Direction A →
List every prerequisite that the RAID drive replacement guide says you must have before proceeding.
Direction B →
From the RAID drive replacement guide, extract the passage starting at "Introduction" and ending at "the failing one.", word for word.
Direction C →
Continue the RAID drive replacement guide from the point where the text stops.

Document extract →
···

Search Our Database

Replace HDD for Software RAID in CentOS

Last updated on |
by

Introduction

This guide explains how to replace a failing hard drive in a software RAID array on CentOS using the mdadm tool. It is intended for system administrators who manage RAID arrays and need to replace failed or failing disks in a RAID 1 or RAID 5 configuration. The article will walk you through the process of identifying the failed disk, removing it from the array, replacing it with a new one, and rebuilding the RAID array to restore redundancy.

 

Prerequisites

Before proceeding, ensure you have the following:

  • Root or sudo privileges on your CentOS server.
  • A new hard drive ready to replace the failing one.
  • The mdadm tool installed on your server (commonly pre-installed with RAID setups).

 

Step-by-step guide

Step 1: Identify the failed drive

  • First, check the status of your RAID array to identify which drive has failed. Run the following command to display the status:
    cat /proc/mdstat
  • This will show the current status of your RAID devices. For example:
md0: active raid1 sda1[0] sdb1[1](F)

···

Picture annotation entries:
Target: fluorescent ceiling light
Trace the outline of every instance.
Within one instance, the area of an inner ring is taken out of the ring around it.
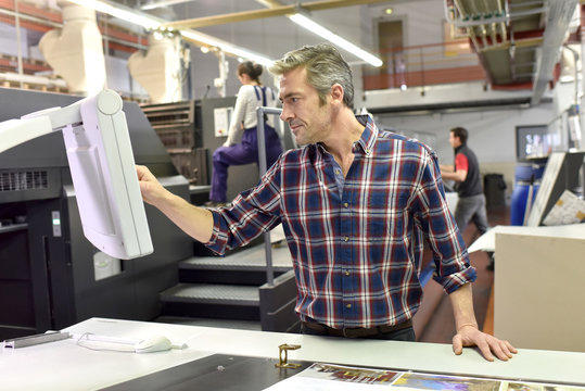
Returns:
[[[297,25],[308,29],[311,33],[317,34],[321,38],[327,39],[331,43],[334,43],[339,46],[340,48],[346,50],[347,52],[357,55],[358,58],[363,59],[364,61],[368,62],[369,64],[379,67],[382,66],[382,60],[378,59],[376,55],[372,55],[365,51],[364,49],[358,48],[354,43],[345,40],[344,38],[340,37],[336,34],[331,33],[323,26],[321,26],[318,23],[313,22],[308,17],[302,15],[302,14],[294,14],[290,15],[289,18],[296,23]]]
[[[106,13],[119,20],[142,26],[145,29],[156,29],[161,25],[168,22],[160,17],[151,16],[147,13],[135,11],[132,9],[129,9],[123,5],[118,5],[118,4],[114,5],[113,3],[110,3],[106,1],[99,1],[99,0],[71,0],[71,1],[76,4],[93,9],[98,12]],[[271,66],[274,63],[274,61],[268,58],[265,58],[260,54],[256,54],[243,48],[233,46],[229,42],[214,38],[206,34],[198,33],[192,29],[179,30],[179,33],[188,39],[192,39],[192,40],[195,40],[198,42],[201,42],[211,47],[217,47],[226,53],[230,53],[230,54],[233,54],[236,56],[246,59],[246,60],[253,60],[265,66]]]
[[[247,59],[257,62],[258,64],[262,64],[264,66],[270,67],[275,63],[272,60],[267,59],[260,54],[256,54],[254,52],[251,52],[249,50],[236,47],[229,42],[220,41],[216,38],[209,37],[206,34],[201,34],[195,30],[180,30],[181,36],[183,36],[187,39],[192,39],[205,45],[208,45],[211,47],[218,47],[222,51],[227,53],[234,54],[242,59]]]
[[[156,28],[161,25],[161,22],[156,18],[147,15],[139,14],[130,9],[122,8],[119,5],[113,5],[103,1],[97,0],[71,0],[71,2],[78,5],[87,7],[93,9],[98,12],[102,12],[119,20],[133,23],[136,25],[142,26],[147,29]]]
[[[194,0],[161,0],[161,1],[152,1],[150,3],[145,3],[144,5],[140,7],[140,9],[142,11],[154,10],[154,9],[162,8],[162,7],[175,5],[175,4],[180,4],[180,3],[183,3],[183,2],[190,2],[190,1],[194,1]]]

···

Result A →
- Root or sudo privileges on your CentOS server.
- A new hard drive ready to replace the failing one.
- The mdadm tool installed on your server (commonly pre-installed with RAID setups).

Result B →
Introduction

This guide explains how to replace a failing hard drive in a software RAID array on CentOS using the mdadm tool. It is intended for system administrators who manage RAID arrays and need to replace failed or failing disks in a RAID 1 or RAID 5 configuration. The article will walk you through the process of identifying the failed disk, removing it from the array, replacing it with a new one, and rebuilding the RAID array to restore redundancy.

 

Prerequisites

Before proceeding, ensure you have the following:

  • Root or sudo privileges on your CentOS server.
  • A new hard drive ready to replace the failing one.

Result C →
  • In this example, sdb1 has failed (denoted by (F)).
  • we assume that /dev/sdb1 has failed after checking it with SmartMonTools or by using the command above

 

 

Step 2: Mark the failed drive as faulty and remove it from the array

  • Once you have identified the failed drive, you need to mark it as faulty and remove it from the RAID array using mdadm :
    sudo mdadm --manage /dev/md0 --fail /dev/sdb1
    sudo mdadm --manage /dev/md0 --remove /dev/sdb1
    
  • This tells mdadm to stop using the failed drive (sdb1 in this case) and removes it from the RAID array.

 

Step 3: Replace the failed drive

  • Power down your server to physically replace the failed drive. Once the server is powered off:
    • Replace the failed hard drive with the new one.
    • Boot up the server after replacing the drive.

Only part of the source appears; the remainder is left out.